__WRITTEN REQUEST__.
Reproduce, verbatim, the rows starting at the line that contains "cloud? Indicate one point per instance." and ending at the end of the rows, both ends included.

__RECORD EXTRACTS__.
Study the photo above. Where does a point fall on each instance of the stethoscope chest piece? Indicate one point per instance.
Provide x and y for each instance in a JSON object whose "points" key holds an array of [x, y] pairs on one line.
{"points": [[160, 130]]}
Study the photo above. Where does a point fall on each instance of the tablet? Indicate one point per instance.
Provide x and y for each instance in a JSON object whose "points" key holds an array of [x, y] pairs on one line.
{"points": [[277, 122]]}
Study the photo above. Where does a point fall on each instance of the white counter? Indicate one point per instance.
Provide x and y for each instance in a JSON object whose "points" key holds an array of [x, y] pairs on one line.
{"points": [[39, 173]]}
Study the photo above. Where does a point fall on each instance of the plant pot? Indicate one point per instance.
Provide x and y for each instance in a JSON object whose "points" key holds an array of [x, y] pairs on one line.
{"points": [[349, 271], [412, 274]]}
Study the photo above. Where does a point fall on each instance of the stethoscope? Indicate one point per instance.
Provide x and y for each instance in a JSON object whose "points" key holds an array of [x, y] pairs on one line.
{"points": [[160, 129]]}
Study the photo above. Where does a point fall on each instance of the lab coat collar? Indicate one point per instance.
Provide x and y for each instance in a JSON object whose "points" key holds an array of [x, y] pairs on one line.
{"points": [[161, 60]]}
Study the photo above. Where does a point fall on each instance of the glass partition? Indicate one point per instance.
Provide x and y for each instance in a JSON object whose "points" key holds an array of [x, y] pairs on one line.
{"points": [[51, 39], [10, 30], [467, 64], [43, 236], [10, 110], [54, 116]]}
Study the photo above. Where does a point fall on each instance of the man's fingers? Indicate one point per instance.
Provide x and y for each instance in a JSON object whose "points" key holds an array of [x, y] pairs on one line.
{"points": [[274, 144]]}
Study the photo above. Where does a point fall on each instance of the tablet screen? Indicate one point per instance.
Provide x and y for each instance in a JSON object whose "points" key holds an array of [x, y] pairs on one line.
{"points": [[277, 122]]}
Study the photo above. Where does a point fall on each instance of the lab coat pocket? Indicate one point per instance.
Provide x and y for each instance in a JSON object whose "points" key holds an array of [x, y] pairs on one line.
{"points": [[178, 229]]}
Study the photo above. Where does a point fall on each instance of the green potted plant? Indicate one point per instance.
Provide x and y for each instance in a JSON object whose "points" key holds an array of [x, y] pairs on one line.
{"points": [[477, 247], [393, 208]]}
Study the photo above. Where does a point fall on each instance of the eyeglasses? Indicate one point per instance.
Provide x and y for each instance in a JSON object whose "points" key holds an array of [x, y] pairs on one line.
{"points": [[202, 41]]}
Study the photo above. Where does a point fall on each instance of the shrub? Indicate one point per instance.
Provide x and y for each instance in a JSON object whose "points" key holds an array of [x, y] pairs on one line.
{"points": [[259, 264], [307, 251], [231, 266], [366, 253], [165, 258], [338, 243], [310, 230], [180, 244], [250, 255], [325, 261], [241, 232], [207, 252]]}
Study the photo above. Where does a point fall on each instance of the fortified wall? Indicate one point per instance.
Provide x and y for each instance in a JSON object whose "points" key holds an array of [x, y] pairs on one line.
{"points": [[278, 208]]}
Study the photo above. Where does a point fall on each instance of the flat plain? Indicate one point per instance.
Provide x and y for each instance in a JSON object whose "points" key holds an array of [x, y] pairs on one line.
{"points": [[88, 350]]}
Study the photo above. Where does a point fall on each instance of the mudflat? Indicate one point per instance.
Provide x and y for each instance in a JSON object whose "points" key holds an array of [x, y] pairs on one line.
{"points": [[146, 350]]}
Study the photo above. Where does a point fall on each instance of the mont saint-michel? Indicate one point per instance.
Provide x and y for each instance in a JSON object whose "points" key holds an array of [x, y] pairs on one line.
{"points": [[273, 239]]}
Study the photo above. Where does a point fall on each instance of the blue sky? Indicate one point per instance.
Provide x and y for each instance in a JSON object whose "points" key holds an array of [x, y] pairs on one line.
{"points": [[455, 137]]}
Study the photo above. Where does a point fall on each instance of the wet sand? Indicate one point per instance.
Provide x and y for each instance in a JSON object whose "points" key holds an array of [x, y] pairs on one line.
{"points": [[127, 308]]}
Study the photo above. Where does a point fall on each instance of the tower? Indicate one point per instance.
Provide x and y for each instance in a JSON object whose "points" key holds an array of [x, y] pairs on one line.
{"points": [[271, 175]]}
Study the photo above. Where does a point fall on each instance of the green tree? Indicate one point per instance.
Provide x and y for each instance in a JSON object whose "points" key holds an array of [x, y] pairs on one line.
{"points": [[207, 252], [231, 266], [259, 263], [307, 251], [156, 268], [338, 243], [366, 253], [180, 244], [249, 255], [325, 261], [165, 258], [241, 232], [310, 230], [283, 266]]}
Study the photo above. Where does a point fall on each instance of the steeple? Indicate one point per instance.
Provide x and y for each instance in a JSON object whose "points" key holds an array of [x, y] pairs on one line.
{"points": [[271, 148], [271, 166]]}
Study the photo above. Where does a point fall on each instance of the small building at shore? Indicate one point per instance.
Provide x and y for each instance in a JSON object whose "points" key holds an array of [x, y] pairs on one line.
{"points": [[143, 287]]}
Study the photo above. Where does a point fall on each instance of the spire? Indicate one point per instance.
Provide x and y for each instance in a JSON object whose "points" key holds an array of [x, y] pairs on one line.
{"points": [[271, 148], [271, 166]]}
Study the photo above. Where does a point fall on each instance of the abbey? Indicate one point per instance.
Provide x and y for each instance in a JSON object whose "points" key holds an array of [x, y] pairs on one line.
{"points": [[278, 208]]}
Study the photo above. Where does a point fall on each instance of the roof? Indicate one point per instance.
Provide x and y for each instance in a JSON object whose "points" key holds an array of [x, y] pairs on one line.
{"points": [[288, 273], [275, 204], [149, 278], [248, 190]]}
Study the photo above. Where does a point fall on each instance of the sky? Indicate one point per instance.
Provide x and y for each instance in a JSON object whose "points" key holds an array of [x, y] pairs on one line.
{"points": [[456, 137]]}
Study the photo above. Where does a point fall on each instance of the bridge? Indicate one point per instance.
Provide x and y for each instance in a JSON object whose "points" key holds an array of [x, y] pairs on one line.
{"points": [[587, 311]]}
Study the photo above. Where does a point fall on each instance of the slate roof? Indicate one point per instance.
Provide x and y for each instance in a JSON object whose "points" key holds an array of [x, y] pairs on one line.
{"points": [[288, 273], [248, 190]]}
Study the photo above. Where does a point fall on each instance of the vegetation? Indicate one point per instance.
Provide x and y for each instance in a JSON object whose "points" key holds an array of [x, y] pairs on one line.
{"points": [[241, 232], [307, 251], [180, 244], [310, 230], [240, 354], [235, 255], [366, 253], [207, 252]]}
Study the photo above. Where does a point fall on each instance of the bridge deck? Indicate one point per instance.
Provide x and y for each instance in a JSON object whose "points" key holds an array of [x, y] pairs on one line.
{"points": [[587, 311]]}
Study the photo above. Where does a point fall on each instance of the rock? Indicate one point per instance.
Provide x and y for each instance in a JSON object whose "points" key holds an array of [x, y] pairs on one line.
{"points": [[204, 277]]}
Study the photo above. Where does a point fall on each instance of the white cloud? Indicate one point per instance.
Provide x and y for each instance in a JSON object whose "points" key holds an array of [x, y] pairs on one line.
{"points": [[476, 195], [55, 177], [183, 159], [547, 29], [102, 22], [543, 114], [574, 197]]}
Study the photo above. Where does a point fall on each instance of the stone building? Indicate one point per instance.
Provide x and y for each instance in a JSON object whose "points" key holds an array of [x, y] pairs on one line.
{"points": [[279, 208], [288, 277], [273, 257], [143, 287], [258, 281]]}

__TASK SOLUTION__.
Study the photo above. Where does a point fall on each instance of the white cloud? Indicate one point per instance.
Provide x and y for each instance in a JSON object whose "points" key holds an array of [x, y] pairs on one line.
{"points": [[476, 195], [55, 177], [183, 159], [547, 29], [102, 22], [543, 114], [574, 197]]}
Study the photo above. Where does a point fall on each instance of the stone building? Indicate one point per instance.
Provide x and y for each instance in a JSON object whose "points" key holds an array of [x, y] pairs on one line.
{"points": [[279, 208], [288, 277], [273, 257], [143, 287], [258, 281]]}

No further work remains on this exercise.